How often do you trade your stocks during a year? Do you turn over your portfolio an average of once a year, twice a year or 12 times a year? In this age of super-fast computers that are programmed to trade in nanoseconds (one billionth of a second), should we trade more often to keep up with the ever-changing stock market?

Mark Hulbert, founding editor of the Hulbert Financial Digest, has been tracking investment advisories for a good many years. The Digest follows the performance of hundreds of investment advisories.

Mr. Hulbert and his staff recently compiled a huge database to find out how the frequency of portfolio transactions impacted performance results. He gathered 30 years of history from hundreds of advisories.

For each advisory, Mark Hulbert and his staff made a comparison of how an advisory’s portfolio actually performed in each year compared to how the portfolio would have performed if the portfolio recommendations remained the same (frozen) from the beginning of each year to the end of each year with no transactions.

Since the early 1980s, two-thirds of the portfolios would have performed better by not buying and selling during each year. Furthermore, in EVERY year the frozen portfolios performed better than their actual portfolio counterparts which included trading during the year.

= = = =

Parts of the exercise
A: Write out the trading-frequency passage, everything from "Mr. Hulbert and" down to "with no transactions.".
B: According to the trading-frequency passage, how many years of history did Mark Hulbert gather for his database?
C: Decide whether each statement agrees with the trading-frequency passage, answering yes or no and quoting the words that settle it: (i) The Hulbert Financial Digest follows the performance of hundreds of investment advisories. (ii) Since the early 1980s, half of the portfolios would have performed better without trading during each year. (iii) In some years the actual portfolios performed better than the frozen portfolios.
Rely only on the trading-frequency passage for your answers.

Raw data

= = = =

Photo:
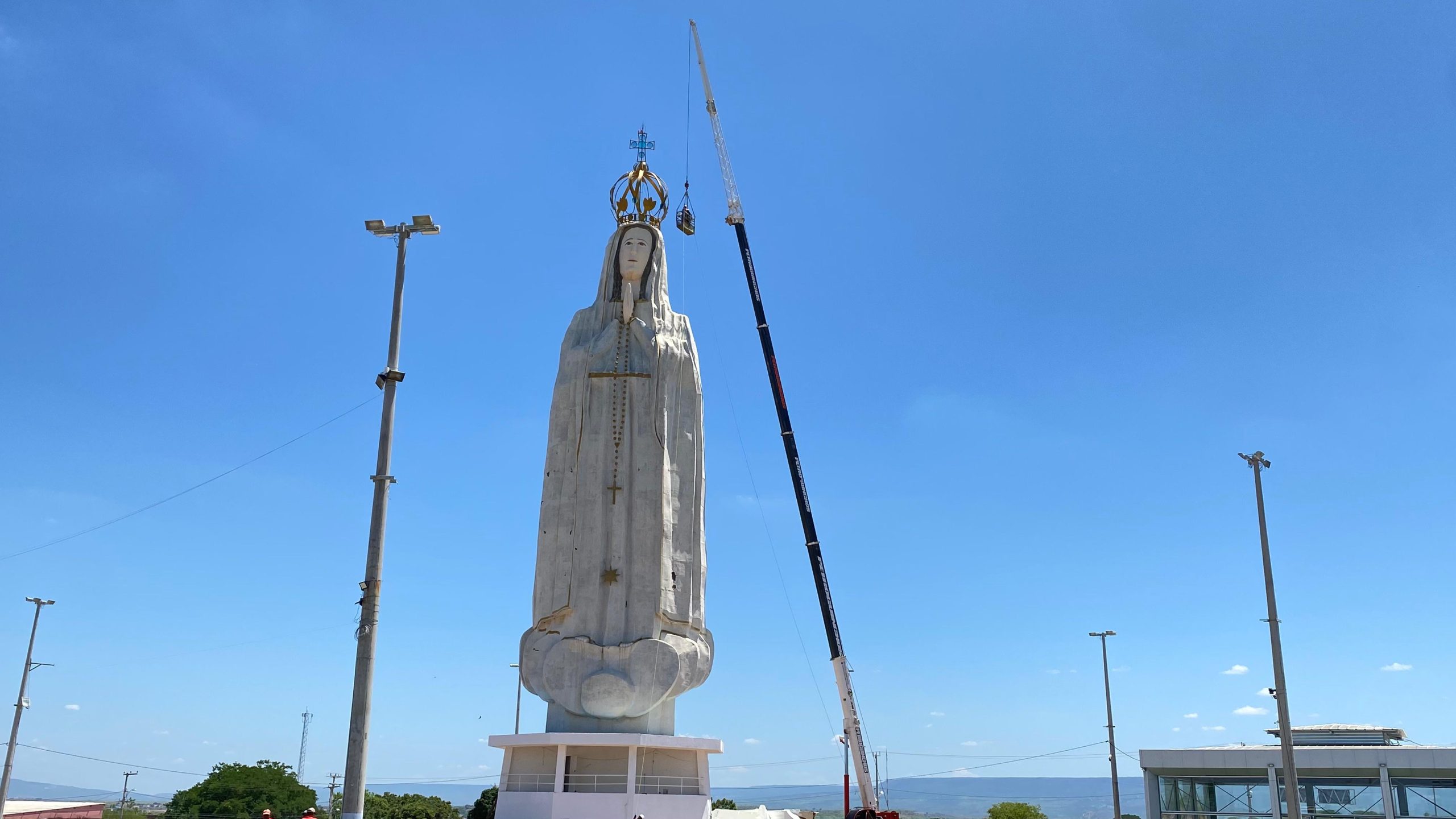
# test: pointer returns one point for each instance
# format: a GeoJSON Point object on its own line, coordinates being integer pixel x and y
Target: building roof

= = = =

Solutions per task
A:
Mr. Hulbert and his staff recently compiled a huge database to find out how the frequency of portfolio transactions impacted performance results. He gathered 30 years of history from hundreds of advisories.

For each advisory, Mark Hulbert and his staff made a comparison of how an advisory’s portfolio actually performed in each year compared to how the portfolio would have performed if the portfolio recommendations remained the same (frozen) from the beginning of each year to the end of each year with no transactions.

B: He gathered 30 years of history from hundreds of advisories.

C:
(i) Yes: "The Digest follows the performance of hundreds of investment advisories."
(ii) No: "two-thirds of the portfolios would have performed better by not buying and selling during each year."
(iii) No: "in EVERY year the frozen portfolios performed better than their actual portfolio counterparts"